Please pull out every line in the entries below that contains the word "forest" and copy each one in full. Case counts.

**********

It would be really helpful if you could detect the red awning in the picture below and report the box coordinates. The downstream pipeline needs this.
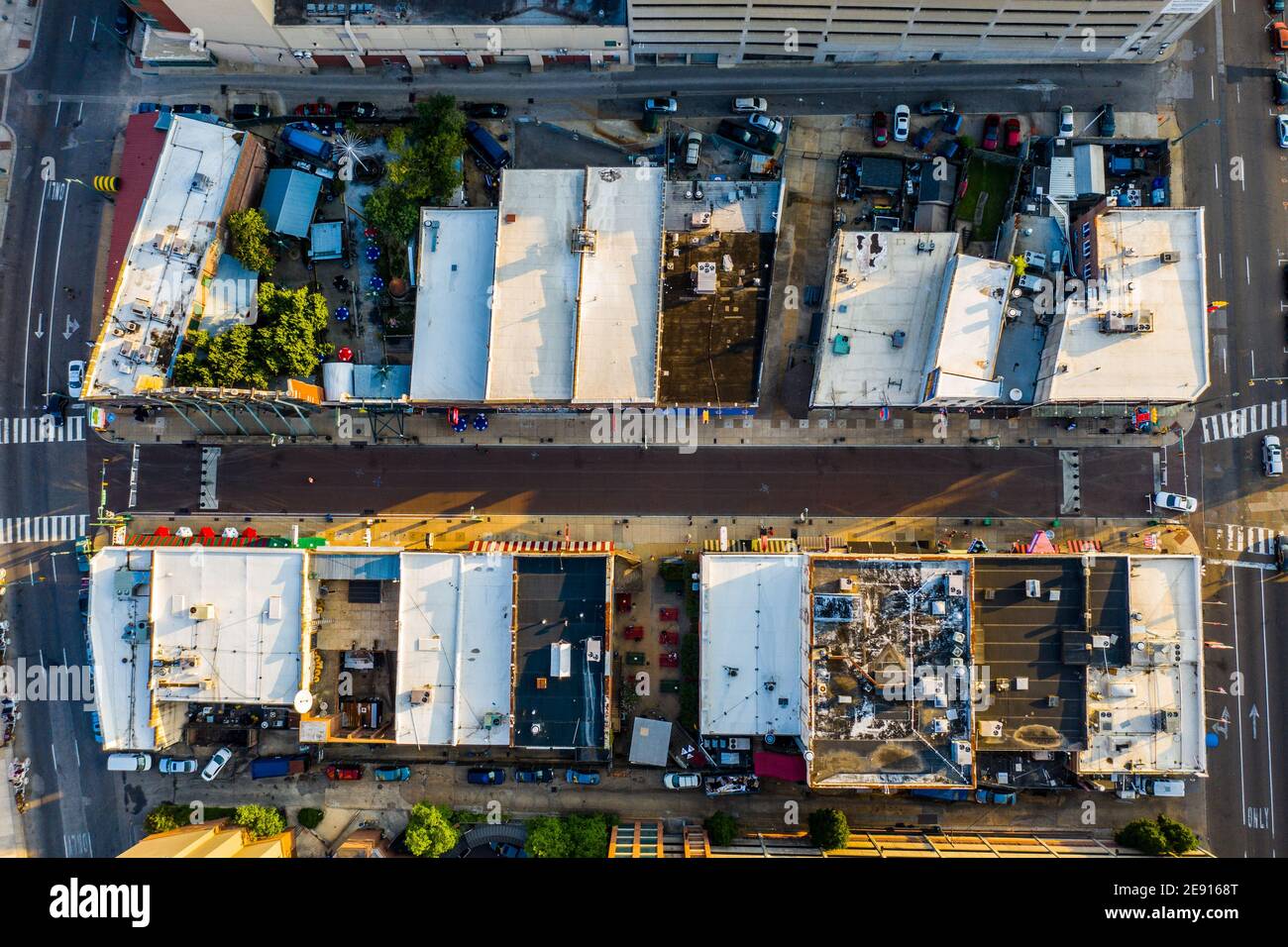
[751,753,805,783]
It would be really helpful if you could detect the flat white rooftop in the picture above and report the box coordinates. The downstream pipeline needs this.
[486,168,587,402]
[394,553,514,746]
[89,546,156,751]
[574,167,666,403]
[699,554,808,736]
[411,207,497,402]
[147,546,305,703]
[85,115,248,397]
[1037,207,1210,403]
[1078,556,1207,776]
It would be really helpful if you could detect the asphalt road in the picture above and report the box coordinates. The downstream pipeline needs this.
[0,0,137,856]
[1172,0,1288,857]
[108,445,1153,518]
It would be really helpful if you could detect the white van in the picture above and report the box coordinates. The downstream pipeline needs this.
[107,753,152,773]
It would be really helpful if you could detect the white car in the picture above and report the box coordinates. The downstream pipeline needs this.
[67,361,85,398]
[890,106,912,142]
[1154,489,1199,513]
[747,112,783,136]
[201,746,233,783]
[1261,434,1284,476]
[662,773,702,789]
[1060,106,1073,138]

**********

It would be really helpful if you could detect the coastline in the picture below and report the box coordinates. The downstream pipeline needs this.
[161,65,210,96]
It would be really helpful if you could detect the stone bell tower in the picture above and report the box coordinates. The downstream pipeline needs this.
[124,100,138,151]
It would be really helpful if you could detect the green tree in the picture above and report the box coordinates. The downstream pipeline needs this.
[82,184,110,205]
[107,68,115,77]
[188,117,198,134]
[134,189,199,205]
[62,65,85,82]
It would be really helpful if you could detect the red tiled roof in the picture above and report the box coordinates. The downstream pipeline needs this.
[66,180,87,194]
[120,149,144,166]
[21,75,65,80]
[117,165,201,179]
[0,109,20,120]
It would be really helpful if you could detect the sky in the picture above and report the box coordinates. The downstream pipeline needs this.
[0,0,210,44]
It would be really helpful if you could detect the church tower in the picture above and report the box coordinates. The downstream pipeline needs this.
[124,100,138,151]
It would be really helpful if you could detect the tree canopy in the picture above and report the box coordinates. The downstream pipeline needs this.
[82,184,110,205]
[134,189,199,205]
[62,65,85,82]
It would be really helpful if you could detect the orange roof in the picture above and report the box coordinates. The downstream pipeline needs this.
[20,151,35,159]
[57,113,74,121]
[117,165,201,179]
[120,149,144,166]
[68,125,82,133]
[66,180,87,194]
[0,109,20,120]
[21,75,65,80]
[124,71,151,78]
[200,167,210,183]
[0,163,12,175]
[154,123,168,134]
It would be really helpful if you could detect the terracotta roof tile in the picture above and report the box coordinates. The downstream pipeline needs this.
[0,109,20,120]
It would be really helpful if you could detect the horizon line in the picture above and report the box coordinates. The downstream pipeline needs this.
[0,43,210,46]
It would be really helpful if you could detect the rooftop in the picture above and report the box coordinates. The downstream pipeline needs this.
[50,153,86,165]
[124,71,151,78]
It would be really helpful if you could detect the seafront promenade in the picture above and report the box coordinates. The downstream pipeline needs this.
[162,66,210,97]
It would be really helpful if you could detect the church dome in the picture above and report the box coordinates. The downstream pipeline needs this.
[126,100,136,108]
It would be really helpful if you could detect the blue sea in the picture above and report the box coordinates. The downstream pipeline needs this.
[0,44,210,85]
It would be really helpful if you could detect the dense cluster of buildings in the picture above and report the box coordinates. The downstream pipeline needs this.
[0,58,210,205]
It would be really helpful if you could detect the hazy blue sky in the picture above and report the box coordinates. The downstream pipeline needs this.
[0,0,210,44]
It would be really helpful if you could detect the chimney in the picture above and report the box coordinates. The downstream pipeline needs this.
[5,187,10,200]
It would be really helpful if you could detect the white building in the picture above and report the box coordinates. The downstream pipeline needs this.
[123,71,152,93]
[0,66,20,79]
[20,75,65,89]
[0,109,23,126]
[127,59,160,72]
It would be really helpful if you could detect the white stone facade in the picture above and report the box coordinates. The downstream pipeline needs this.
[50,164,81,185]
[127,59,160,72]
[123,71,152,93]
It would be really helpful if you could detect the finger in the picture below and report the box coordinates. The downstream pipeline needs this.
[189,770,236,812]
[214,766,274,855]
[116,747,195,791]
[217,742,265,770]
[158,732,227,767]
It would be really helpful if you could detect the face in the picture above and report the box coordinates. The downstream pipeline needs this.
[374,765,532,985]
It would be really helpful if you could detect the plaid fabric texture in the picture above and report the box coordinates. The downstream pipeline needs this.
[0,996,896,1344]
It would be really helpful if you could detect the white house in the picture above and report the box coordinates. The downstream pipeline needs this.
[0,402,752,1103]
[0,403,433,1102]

**********

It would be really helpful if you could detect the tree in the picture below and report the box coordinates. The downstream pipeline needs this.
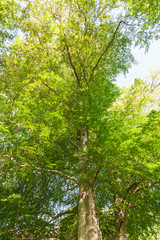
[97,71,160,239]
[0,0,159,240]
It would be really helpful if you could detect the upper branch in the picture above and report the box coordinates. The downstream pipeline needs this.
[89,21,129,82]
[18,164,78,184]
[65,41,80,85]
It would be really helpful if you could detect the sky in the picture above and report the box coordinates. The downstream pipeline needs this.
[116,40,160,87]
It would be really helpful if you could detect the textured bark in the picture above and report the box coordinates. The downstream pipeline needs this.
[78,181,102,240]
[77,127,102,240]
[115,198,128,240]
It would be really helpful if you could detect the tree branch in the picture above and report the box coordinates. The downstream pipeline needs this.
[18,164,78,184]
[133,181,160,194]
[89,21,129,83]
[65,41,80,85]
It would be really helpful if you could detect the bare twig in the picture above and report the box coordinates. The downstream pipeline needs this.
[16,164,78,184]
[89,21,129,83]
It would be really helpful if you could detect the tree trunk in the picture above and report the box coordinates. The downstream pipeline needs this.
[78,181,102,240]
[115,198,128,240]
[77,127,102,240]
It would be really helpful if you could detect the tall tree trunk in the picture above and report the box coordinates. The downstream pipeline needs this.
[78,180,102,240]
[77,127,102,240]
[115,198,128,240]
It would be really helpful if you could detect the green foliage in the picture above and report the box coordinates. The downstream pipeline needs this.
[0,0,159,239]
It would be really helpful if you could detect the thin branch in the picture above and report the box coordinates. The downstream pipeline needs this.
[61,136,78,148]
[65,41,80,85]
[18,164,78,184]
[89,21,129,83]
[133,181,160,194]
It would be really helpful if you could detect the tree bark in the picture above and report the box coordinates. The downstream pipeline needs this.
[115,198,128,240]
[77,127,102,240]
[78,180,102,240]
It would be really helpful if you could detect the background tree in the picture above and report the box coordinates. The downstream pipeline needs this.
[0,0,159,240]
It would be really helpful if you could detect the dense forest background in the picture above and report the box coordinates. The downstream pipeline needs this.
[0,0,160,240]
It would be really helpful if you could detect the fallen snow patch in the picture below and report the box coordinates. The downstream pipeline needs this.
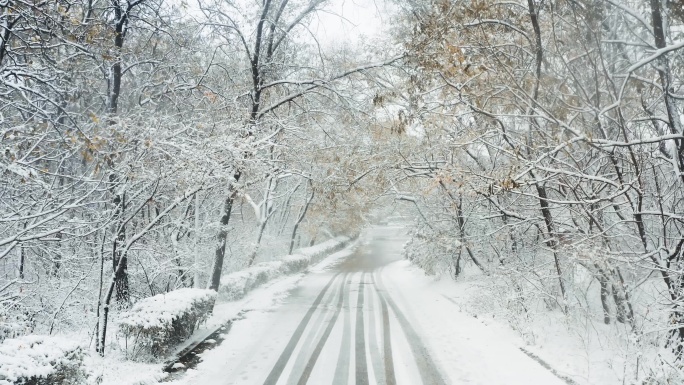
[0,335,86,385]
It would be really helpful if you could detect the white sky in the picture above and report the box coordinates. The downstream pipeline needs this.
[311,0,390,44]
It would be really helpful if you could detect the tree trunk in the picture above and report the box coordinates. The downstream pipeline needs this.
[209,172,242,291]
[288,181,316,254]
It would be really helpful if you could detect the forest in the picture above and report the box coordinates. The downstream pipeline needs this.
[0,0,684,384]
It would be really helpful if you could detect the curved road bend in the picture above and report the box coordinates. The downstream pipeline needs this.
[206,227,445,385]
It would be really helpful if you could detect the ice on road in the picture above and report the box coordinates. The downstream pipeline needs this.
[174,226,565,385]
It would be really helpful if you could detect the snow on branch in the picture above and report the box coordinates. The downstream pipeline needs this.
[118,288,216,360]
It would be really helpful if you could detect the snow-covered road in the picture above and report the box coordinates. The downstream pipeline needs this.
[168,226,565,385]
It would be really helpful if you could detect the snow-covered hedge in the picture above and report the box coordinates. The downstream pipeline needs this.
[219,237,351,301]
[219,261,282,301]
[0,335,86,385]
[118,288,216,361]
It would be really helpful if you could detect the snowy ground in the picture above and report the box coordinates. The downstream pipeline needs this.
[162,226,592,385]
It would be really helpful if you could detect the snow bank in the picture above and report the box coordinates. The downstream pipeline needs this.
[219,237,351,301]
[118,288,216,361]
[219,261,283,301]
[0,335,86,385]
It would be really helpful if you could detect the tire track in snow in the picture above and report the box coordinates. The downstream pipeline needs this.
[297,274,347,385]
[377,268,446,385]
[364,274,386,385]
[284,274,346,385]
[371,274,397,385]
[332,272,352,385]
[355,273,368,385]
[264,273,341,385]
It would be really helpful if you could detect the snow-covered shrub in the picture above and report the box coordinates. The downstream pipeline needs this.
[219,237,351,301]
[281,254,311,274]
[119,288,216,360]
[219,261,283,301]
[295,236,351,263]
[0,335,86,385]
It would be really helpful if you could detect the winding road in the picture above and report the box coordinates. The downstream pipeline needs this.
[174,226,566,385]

**********

RESULT FOR THIS TASK:
It would be really helpful if you could detect the dense forest background in the picture above and report the box coordinates. The downstream pipeline needs this.
It would be really helpful if you could detect the forest in the picture above and report the box coordinates. The downstream pipeline needs this.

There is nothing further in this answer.